Locate each line in the records below that contains the word "number", and copy every such line in full.

"""

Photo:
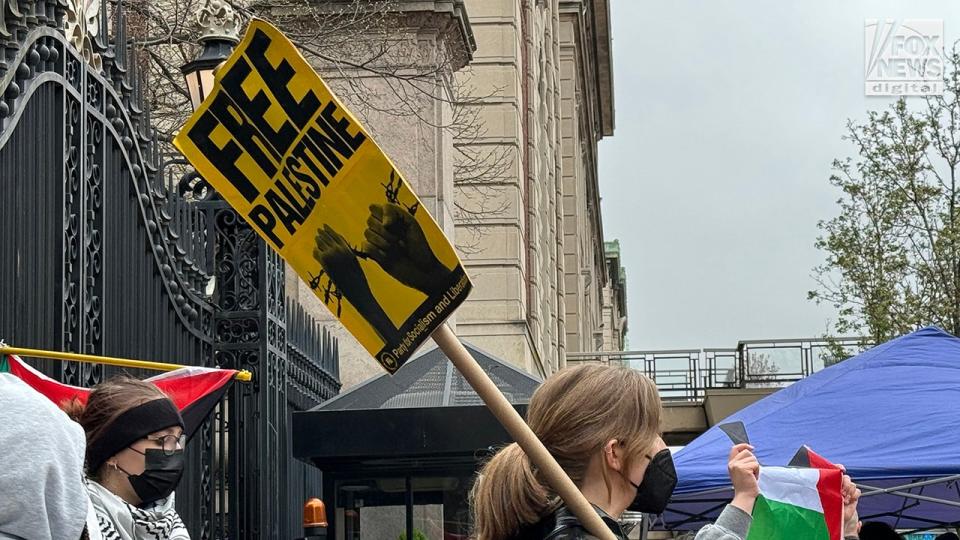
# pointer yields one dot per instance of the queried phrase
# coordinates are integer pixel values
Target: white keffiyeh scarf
(121, 521)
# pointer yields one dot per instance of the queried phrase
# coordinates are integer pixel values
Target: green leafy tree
(893, 251)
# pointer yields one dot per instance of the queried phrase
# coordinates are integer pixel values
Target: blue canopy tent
(891, 415)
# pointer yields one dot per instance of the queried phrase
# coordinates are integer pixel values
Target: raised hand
(396, 242)
(851, 495)
(340, 263)
(744, 470)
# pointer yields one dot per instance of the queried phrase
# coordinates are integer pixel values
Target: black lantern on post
(219, 32)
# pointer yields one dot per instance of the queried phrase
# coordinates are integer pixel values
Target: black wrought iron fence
(685, 374)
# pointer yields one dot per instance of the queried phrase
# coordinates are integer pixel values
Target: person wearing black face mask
(134, 459)
(602, 424)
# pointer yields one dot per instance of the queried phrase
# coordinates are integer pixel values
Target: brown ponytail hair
(106, 402)
(574, 412)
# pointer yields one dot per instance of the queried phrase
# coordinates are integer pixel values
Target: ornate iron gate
(98, 255)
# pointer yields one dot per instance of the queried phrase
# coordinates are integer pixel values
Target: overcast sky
(728, 115)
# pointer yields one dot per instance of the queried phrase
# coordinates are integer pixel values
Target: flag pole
(242, 375)
(520, 431)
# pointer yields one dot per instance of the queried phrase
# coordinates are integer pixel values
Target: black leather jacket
(563, 525)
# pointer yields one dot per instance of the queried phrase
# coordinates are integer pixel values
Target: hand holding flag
(744, 470)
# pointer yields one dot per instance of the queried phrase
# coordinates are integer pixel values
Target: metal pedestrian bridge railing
(687, 374)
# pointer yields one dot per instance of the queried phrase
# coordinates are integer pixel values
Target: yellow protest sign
(274, 141)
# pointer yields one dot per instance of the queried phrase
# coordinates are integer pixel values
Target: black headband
(130, 427)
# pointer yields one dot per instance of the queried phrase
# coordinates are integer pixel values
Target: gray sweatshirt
(42, 495)
(732, 524)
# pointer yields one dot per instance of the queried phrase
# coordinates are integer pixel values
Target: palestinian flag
(801, 502)
(194, 390)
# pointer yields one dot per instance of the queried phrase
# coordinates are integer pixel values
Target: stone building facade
(539, 272)
(540, 78)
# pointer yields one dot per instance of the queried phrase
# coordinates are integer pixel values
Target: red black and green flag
(194, 390)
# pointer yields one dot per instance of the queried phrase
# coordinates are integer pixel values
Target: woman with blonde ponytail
(602, 424)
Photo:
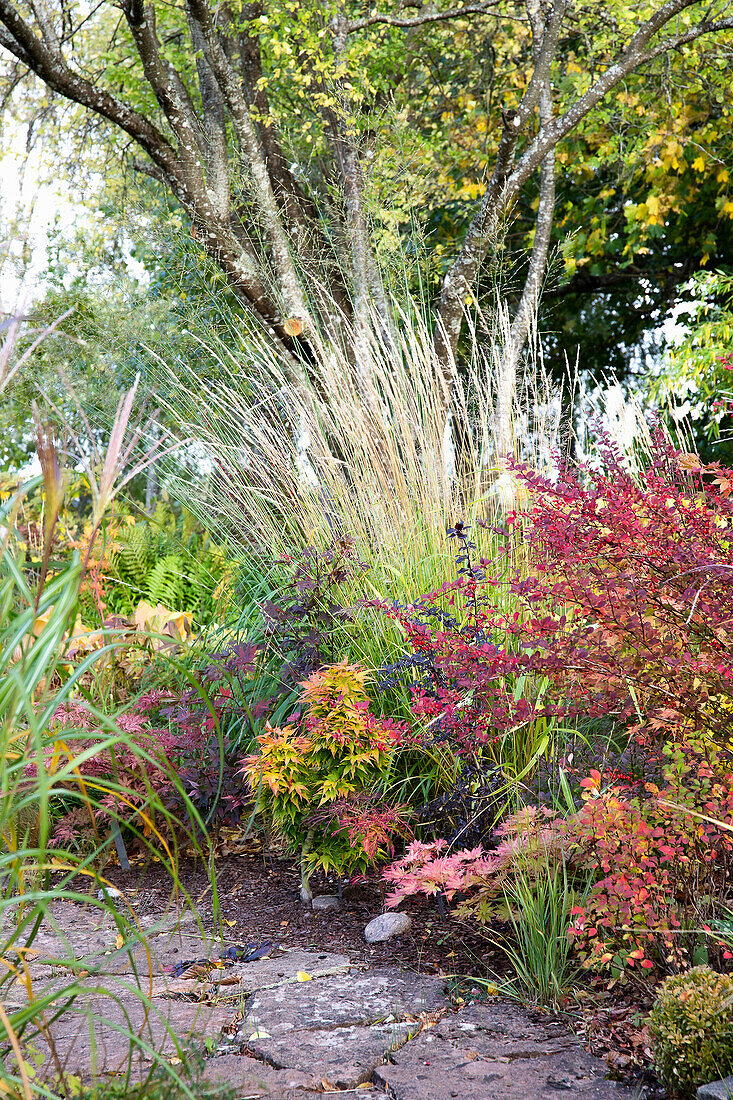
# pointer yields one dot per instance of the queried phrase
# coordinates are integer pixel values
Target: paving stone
(339, 1027)
(254, 1078)
(111, 1021)
(280, 968)
(434, 1068)
(356, 998)
(343, 1056)
(87, 935)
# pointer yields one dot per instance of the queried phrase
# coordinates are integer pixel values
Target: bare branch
(667, 45)
(503, 187)
(20, 39)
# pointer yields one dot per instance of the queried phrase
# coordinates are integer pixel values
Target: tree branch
(501, 190)
(433, 17)
(23, 43)
(263, 193)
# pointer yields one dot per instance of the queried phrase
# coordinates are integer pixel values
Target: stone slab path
(294, 1024)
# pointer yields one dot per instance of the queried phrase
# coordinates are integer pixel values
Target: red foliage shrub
(627, 611)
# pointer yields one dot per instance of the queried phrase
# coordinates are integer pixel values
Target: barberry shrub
(663, 859)
(310, 778)
(624, 611)
(624, 615)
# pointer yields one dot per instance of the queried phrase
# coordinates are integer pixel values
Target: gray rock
(326, 901)
(386, 926)
(109, 893)
(340, 1026)
(717, 1090)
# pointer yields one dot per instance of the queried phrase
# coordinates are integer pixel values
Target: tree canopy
(303, 140)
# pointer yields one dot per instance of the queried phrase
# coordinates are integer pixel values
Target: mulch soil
(259, 895)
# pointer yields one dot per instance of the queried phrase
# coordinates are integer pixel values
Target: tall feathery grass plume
(367, 439)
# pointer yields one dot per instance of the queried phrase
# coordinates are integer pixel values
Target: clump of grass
(386, 449)
(37, 772)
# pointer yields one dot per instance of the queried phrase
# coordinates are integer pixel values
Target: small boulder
(385, 926)
(109, 893)
(326, 901)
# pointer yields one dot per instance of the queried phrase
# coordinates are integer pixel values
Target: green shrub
(692, 1030)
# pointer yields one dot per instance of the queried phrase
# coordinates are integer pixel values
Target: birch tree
(192, 89)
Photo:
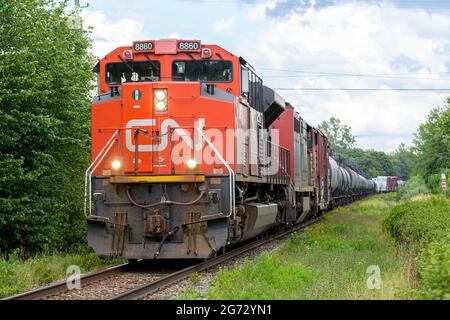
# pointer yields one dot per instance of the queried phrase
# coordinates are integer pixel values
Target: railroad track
(149, 288)
(152, 287)
(61, 286)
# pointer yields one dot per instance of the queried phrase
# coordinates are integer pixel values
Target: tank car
(191, 154)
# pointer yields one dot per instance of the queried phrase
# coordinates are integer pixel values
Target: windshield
(199, 70)
(117, 73)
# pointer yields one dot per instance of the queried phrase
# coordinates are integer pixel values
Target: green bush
(420, 221)
(414, 186)
(251, 280)
(434, 270)
(434, 182)
(425, 224)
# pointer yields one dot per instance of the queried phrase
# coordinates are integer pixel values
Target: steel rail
(149, 288)
(61, 285)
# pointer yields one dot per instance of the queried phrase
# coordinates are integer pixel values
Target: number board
(189, 45)
(143, 46)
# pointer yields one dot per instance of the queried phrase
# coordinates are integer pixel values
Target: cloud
(385, 42)
(108, 34)
(224, 25)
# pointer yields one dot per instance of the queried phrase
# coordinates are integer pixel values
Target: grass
(19, 275)
(329, 260)
(423, 224)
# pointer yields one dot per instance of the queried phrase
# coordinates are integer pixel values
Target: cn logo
(165, 125)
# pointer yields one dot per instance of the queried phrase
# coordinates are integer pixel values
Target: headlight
(192, 163)
(160, 106)
(160, 100)
(160, 94)
(116, 164)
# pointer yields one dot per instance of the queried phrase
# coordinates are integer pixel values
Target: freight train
(192, 154)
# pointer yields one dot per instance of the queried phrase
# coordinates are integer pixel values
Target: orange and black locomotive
(191, 153)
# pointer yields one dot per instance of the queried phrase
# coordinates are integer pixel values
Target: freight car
(192, 153)
(386, 183)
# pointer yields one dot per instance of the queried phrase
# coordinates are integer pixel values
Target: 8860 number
(188, 46)
(143, 46)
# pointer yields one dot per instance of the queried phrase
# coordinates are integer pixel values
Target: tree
(403, 161)
(432, 142)
(339, 135)
(45, 83)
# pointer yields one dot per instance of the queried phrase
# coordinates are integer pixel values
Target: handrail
(231, 174)
(88, 174)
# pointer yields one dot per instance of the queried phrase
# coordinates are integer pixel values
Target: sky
(301, 47)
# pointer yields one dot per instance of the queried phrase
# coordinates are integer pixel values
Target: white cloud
(224, 25)
(108, 34)
(357, 39)
(174, 35)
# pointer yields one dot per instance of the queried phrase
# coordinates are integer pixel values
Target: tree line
(45, 84)
(429, 153)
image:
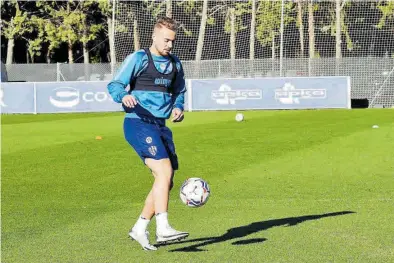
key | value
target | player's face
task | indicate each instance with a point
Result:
(163, 40)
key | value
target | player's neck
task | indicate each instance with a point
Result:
(155, 52)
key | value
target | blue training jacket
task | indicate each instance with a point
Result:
(156, 103)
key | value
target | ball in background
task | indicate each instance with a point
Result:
(239, 117)
(195, 192)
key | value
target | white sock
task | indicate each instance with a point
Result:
(162, 221)
(141, 225)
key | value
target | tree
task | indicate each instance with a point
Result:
(387, 19)
(18, 25)
(300, 25)
(269, 21)
(311, 29)
(252, 30)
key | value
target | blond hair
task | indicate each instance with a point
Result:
(167, 22)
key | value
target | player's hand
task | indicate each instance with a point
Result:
(129, 101)
(177, 115)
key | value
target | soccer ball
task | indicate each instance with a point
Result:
(194, 192)
(239, 117)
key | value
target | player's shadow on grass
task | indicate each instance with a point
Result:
(243, 231)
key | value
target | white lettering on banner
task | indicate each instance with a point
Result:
(288, 94)
(226, 95)
(68, 97)
(2, 104)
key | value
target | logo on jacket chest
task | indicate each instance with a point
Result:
(163, 82)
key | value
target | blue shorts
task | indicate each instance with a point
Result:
(150, 139)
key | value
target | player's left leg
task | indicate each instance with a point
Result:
(163, 173)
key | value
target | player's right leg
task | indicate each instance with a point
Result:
(163, 173)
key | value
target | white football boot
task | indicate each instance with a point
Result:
(168, 234)
(143, 239)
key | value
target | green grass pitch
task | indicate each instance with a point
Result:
(287, 186)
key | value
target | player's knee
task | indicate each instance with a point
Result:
(171, 184)
(161, 169)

"""

RIGHT ANSWER:
Target: number board
Target: 8860 number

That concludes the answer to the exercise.